- **BRIEF**
Emit only the lines from the line containing "Target: white sneaker" through the last line of the entries, unchanged.

- **Records from a point labeling set**
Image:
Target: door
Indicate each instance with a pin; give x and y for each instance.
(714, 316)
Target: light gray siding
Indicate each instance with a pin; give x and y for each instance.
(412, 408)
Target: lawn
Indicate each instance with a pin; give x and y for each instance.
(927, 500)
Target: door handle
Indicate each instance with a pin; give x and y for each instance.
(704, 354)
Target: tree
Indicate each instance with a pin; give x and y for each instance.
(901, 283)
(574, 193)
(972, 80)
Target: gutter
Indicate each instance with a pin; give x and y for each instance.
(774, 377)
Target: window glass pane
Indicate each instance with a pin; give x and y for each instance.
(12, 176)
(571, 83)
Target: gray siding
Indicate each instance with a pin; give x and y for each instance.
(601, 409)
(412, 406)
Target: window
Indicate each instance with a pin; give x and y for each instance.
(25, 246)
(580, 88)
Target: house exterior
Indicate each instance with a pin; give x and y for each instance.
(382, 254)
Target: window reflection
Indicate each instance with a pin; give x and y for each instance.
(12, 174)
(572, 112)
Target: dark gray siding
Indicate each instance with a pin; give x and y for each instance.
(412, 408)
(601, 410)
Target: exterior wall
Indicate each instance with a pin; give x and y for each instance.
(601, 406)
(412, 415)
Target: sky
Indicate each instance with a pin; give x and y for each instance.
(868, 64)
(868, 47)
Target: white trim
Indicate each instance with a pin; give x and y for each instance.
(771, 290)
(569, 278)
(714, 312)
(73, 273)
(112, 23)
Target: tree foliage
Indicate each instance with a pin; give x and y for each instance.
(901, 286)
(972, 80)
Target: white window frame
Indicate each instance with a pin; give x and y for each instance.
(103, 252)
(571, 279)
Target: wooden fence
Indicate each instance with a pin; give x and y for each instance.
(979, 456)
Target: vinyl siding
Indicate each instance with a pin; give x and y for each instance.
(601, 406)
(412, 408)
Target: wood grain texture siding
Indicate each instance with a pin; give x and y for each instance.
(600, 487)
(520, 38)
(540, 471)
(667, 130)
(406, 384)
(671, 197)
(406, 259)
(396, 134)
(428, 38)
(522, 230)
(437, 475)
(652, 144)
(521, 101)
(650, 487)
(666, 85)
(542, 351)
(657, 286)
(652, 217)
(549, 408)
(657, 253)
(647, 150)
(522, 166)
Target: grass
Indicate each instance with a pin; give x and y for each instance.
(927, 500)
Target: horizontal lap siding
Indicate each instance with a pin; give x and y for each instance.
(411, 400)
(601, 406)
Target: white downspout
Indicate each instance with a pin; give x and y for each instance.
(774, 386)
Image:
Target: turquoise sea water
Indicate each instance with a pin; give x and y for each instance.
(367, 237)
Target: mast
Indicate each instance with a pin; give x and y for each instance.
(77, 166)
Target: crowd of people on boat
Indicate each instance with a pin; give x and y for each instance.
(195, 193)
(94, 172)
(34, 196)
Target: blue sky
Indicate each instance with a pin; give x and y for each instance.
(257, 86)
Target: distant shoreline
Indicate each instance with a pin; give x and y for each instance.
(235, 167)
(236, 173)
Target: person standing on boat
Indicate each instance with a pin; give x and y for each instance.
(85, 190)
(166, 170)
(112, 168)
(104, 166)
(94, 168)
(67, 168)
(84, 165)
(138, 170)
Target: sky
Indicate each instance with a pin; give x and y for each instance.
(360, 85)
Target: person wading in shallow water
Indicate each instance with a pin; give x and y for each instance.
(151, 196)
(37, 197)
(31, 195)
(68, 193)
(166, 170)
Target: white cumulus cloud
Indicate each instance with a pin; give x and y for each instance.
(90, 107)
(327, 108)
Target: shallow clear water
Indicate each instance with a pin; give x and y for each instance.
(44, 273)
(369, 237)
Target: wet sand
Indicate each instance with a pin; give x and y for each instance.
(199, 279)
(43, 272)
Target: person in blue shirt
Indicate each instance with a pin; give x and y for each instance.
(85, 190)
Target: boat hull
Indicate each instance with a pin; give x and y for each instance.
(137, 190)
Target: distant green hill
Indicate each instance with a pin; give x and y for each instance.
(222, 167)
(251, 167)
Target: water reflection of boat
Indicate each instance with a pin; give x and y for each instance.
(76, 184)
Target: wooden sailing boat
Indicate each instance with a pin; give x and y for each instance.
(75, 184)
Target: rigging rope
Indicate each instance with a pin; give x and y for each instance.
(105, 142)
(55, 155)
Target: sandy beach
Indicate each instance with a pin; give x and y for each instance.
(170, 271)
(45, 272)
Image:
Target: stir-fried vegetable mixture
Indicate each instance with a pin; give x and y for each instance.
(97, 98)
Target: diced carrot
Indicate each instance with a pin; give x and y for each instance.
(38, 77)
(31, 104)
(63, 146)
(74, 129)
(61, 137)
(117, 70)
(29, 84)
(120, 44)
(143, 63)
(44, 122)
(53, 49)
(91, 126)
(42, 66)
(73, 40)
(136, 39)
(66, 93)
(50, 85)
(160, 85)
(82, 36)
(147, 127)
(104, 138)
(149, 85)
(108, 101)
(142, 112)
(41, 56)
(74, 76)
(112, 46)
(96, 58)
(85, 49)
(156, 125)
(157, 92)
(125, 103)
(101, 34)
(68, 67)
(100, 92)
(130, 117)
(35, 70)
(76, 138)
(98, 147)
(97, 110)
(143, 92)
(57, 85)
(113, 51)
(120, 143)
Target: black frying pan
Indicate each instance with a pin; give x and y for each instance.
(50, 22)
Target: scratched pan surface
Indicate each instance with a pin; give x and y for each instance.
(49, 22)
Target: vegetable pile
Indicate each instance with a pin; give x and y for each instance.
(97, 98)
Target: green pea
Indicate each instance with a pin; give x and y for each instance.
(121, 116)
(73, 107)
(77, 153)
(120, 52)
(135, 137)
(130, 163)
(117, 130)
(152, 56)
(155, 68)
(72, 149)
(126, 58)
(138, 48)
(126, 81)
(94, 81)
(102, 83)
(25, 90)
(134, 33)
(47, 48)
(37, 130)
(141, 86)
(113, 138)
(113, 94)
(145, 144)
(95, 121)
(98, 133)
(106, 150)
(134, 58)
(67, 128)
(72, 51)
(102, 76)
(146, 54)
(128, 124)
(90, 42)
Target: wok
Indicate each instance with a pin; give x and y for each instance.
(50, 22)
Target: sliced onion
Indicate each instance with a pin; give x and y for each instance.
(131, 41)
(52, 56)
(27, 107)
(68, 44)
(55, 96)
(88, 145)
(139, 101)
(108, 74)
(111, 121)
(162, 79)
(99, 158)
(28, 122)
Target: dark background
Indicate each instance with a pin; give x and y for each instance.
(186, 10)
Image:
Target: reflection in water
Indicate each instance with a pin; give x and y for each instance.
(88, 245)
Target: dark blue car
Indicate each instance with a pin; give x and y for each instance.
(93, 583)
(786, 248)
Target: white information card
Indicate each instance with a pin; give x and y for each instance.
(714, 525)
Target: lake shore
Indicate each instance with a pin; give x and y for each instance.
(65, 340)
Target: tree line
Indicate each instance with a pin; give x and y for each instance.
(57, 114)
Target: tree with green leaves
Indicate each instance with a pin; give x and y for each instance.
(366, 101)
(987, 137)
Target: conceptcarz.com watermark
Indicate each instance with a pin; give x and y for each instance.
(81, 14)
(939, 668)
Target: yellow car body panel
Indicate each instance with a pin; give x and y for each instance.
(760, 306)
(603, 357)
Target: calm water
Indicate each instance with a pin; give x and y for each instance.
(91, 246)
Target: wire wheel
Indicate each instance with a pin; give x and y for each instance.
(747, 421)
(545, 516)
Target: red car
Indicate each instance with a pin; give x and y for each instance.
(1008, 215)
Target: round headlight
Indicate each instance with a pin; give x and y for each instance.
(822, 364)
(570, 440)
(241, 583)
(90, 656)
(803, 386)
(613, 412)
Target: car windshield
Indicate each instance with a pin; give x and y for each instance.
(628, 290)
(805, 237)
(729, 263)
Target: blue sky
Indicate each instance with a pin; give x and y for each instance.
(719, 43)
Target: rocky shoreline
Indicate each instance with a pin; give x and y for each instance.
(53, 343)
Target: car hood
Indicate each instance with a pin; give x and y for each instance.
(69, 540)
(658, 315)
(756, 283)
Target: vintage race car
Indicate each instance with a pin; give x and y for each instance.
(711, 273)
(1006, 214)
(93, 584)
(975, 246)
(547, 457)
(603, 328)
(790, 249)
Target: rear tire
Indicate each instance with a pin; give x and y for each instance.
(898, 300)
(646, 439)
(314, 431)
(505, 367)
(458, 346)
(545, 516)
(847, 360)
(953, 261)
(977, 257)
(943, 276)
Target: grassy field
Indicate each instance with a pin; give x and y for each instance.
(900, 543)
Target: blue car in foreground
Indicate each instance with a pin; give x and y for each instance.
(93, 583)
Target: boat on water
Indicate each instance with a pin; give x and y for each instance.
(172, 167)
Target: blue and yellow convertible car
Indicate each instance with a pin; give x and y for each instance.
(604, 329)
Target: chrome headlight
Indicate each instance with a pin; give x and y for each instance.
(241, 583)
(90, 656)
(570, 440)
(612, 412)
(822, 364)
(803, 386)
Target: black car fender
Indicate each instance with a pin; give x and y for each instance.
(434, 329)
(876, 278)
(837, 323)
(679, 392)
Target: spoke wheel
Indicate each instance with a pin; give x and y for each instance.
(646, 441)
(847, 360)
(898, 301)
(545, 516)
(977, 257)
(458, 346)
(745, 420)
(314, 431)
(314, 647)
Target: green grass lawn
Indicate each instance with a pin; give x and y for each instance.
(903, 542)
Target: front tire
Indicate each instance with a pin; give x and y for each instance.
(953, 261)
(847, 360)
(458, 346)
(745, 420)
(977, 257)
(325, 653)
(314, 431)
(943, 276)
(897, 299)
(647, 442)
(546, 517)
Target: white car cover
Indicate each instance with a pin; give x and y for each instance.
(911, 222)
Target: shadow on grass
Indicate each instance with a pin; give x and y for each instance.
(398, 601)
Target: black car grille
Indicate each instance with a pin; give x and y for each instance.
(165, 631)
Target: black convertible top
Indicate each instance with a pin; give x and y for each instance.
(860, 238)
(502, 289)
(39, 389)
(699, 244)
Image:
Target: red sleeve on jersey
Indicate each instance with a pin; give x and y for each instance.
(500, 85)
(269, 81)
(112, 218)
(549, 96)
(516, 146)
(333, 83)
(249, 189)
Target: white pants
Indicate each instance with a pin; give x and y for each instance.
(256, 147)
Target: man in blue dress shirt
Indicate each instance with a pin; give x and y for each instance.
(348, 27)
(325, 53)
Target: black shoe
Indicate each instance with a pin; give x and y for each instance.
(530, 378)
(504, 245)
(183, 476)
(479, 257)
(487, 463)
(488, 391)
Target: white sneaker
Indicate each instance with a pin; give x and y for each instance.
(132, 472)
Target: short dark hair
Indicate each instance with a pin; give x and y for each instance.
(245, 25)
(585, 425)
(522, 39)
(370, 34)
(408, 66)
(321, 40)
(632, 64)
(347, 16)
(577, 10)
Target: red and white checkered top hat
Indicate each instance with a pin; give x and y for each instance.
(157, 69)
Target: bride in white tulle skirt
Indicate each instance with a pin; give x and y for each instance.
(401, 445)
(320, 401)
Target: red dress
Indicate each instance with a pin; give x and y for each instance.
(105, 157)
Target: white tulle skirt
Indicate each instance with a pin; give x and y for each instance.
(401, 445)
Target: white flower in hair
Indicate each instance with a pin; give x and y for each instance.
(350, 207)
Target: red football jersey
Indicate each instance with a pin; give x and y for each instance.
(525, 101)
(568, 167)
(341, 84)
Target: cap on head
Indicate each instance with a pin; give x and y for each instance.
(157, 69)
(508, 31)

- **ANSWER IN FULL**
Target: white sneaker
Indicate each instance with a pin; give x and y for each instance.
(132, 472)
Target: short dark hair
Indicate each instance with a pin; give x and y for each instance.
(245, 25)
(585, 425)
(522, 39)
(370, 34)
(408, 66)
(321, 40)
(632, 64)
(347, 16)
(577, 10)
Target: red and white checkered top hat
Indicate each instance with a pin; give x and y for each instance.
(157, 69)
Target: bride in white tulle skirt
Indicate each instance with a pin; give x and y for each instance.
(401, 445)
(320, 401)
Target: red dress
Indicate each instance with a pin; give x and y for each instance.
(105, 157)
Target: white tulle skirt
Indicate each instance with a pin; give x and y for each instance.
(401, 445)
Target: white flower in hair
Indicate each instance with a pin; give x and y for each instance.
(350, 207)
Target: red football jersey
Indicate each instance with a pin; give x and y for each instance.
(525, 101)
(568, 167)
(341, 84)
Target: cap on head
Indicate each instance with a pin; give x and y for each instance.
(157, 69)
(508, 31)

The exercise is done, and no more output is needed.